■ **The problem**:
Pull each line holding "boulder" out of the entries below.
[[ Available records open ]]
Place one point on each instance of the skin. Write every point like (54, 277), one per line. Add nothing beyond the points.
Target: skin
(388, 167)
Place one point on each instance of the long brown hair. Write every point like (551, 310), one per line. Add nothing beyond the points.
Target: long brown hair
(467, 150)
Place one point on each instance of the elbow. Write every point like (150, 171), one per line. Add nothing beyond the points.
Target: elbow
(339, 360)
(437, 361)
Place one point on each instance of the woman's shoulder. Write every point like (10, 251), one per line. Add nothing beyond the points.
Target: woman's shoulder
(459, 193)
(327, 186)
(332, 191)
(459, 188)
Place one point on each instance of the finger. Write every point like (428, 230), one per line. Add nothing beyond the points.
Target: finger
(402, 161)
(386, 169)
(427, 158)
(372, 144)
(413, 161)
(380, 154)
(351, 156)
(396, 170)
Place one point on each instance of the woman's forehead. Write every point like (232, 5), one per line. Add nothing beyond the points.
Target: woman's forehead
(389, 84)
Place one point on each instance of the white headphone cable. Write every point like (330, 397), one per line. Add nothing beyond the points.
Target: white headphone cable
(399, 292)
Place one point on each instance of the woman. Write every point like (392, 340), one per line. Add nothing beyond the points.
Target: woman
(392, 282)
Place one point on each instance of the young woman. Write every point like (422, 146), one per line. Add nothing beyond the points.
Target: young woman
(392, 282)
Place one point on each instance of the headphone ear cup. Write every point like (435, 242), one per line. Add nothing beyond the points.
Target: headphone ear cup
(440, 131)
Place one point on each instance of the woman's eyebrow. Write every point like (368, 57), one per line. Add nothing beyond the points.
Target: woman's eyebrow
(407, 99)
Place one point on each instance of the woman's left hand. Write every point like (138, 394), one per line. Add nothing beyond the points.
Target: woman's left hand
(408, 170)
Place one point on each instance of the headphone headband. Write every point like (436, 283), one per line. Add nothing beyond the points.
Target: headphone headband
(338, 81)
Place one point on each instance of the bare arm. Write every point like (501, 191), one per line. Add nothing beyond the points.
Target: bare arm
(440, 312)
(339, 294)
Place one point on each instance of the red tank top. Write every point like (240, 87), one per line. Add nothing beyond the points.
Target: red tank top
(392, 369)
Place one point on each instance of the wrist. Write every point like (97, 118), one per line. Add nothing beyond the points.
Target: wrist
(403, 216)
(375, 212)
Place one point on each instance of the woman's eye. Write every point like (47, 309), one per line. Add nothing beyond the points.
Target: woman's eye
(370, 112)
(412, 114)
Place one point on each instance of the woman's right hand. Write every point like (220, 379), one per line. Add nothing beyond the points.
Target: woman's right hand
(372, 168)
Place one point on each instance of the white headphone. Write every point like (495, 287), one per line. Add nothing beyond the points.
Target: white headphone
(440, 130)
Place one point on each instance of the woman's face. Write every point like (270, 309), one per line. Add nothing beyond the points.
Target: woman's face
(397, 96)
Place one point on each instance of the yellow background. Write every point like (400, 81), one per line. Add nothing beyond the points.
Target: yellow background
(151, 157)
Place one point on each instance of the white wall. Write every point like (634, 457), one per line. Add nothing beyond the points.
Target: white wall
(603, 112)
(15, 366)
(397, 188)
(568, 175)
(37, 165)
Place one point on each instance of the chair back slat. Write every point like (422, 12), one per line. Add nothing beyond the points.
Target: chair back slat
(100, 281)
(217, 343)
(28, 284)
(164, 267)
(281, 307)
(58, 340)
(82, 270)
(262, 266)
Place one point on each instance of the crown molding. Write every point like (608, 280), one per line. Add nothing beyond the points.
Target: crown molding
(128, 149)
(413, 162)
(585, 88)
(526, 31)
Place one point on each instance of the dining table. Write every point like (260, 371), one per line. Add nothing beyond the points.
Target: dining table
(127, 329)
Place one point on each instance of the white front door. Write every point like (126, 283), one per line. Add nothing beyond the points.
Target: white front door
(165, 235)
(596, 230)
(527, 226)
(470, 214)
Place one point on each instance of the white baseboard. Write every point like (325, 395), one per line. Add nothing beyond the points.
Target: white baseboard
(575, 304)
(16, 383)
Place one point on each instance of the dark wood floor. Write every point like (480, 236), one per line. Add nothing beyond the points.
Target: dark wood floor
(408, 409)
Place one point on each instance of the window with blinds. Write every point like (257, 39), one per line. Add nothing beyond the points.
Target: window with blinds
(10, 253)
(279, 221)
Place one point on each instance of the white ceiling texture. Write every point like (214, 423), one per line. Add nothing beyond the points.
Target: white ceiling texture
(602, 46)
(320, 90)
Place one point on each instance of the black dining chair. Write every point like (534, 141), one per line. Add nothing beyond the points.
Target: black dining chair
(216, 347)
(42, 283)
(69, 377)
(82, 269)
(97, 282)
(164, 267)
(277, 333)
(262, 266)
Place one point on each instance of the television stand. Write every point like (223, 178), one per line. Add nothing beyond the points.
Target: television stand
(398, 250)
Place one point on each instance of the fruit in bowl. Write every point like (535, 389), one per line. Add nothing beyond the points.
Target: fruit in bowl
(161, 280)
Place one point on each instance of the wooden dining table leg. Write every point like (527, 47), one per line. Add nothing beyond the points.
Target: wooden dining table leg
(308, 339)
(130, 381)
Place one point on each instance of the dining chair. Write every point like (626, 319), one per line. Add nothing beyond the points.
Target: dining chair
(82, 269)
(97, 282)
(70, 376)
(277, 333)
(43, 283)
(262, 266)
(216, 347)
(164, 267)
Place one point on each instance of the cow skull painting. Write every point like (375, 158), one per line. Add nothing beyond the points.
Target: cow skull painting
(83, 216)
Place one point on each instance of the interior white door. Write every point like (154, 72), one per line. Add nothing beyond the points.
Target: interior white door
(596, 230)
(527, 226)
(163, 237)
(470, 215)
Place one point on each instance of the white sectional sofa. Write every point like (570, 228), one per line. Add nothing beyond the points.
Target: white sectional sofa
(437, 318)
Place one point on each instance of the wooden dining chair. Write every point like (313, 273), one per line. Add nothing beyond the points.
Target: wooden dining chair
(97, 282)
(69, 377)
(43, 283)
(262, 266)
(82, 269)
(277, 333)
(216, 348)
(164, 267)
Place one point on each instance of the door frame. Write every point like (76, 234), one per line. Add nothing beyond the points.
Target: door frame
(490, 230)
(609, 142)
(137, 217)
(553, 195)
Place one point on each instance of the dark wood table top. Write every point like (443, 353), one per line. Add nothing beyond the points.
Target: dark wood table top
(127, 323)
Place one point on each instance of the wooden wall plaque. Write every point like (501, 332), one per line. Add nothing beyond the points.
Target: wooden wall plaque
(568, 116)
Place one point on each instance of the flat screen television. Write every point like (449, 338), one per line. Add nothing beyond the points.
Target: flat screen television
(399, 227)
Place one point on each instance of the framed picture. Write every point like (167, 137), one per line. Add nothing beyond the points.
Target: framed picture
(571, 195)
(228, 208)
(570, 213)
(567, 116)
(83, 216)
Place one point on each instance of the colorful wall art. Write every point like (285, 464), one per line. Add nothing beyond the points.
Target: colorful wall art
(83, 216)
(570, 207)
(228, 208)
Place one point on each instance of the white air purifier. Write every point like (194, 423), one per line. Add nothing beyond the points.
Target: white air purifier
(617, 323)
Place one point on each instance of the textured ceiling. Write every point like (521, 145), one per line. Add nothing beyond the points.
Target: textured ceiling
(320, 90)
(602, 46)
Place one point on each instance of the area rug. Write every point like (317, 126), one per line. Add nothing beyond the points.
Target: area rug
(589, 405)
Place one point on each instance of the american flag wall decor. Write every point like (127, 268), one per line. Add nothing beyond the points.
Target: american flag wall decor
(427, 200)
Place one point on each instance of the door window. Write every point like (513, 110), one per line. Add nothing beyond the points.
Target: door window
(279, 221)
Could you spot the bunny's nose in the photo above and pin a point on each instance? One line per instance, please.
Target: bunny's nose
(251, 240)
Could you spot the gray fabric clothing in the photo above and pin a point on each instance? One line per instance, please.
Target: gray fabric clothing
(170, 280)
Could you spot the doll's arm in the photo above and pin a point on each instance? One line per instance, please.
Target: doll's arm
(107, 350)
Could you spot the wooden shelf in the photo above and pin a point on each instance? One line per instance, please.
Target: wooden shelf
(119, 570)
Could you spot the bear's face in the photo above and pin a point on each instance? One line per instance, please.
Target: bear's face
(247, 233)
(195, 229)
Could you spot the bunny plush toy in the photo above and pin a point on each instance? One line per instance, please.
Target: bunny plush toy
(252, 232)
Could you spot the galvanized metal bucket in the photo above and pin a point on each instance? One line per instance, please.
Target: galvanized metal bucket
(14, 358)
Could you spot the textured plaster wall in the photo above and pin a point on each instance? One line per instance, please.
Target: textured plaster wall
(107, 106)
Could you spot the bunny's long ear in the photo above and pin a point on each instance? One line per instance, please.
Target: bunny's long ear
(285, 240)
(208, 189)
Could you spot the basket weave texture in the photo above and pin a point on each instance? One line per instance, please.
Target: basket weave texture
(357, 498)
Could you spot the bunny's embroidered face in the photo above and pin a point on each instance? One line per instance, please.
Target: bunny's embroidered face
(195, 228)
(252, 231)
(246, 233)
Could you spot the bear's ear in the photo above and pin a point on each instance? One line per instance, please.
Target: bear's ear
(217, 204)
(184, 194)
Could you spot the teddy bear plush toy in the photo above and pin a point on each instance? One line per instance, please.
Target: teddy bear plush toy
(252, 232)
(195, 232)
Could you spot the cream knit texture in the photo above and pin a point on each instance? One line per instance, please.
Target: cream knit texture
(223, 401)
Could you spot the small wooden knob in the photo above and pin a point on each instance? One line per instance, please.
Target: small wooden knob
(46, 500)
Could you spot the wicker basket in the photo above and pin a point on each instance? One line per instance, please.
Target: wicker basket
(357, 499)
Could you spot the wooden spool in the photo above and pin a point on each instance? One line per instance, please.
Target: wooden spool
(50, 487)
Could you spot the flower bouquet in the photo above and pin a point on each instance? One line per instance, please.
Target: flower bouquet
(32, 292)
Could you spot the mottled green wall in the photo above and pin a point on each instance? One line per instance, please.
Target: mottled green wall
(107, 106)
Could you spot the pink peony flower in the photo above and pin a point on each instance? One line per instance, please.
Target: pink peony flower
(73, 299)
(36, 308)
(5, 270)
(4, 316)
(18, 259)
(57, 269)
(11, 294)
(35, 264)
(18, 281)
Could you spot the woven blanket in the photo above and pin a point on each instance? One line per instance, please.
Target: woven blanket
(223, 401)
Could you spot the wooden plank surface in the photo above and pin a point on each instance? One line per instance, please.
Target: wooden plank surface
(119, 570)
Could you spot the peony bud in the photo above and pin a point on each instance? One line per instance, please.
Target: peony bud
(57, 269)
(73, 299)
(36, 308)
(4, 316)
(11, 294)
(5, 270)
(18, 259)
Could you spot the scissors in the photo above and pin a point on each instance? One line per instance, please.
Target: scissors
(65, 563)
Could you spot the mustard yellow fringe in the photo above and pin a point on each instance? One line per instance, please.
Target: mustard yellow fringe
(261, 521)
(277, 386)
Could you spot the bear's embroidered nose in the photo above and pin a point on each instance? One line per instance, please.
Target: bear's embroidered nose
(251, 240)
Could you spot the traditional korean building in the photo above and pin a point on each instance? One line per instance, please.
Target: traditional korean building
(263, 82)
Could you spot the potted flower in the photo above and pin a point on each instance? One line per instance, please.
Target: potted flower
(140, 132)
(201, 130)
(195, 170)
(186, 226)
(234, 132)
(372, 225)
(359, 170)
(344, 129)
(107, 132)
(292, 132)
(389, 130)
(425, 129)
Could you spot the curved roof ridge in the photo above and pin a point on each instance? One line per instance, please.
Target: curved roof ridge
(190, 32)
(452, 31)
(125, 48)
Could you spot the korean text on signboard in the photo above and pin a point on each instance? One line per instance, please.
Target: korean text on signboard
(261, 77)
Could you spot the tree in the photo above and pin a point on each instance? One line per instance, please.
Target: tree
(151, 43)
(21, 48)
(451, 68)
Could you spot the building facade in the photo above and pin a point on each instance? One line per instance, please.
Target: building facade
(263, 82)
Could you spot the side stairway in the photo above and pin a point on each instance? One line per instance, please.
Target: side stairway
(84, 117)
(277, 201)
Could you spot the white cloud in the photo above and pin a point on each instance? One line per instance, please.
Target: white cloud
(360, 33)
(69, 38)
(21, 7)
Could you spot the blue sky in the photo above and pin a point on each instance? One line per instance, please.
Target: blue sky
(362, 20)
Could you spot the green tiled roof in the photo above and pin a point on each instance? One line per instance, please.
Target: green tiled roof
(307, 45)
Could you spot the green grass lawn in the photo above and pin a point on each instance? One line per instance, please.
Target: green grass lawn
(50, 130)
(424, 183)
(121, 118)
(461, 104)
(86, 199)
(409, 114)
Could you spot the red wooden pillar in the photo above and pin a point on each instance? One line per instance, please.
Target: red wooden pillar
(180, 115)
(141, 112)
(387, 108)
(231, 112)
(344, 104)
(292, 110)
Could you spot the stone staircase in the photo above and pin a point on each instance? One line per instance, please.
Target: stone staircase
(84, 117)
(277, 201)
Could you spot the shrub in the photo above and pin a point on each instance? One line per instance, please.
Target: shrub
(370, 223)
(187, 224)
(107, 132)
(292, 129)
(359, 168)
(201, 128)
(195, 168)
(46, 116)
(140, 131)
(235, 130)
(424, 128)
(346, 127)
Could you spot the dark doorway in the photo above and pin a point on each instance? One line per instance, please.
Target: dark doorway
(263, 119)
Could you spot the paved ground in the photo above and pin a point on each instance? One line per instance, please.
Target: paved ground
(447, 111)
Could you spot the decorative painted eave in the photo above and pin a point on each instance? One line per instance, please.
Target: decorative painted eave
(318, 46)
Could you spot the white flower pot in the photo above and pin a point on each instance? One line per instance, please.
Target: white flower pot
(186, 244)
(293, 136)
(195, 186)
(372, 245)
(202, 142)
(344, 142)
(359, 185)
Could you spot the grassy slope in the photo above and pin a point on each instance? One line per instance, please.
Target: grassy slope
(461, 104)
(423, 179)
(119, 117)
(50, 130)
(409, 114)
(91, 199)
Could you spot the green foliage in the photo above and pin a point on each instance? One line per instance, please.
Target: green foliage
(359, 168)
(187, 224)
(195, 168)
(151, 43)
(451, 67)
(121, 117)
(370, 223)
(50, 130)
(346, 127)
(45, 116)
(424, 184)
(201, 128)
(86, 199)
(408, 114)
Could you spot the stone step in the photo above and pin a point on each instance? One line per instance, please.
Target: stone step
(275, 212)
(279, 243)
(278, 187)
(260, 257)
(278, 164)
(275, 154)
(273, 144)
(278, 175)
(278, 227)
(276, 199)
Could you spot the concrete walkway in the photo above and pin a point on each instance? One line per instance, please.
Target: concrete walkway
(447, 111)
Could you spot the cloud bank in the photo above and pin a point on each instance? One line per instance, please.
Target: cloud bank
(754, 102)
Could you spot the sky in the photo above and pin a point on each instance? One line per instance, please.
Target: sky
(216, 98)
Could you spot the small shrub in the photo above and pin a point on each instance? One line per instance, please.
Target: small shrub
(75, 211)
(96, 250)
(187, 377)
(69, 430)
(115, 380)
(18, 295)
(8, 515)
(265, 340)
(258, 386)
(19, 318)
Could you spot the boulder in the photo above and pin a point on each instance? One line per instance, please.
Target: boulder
[[ Available records closed ]]
■ **Output for this exercise**:
Could you spot the boulder in the photo above and pin a point on each instance? One line per instance, please.
Target: boulder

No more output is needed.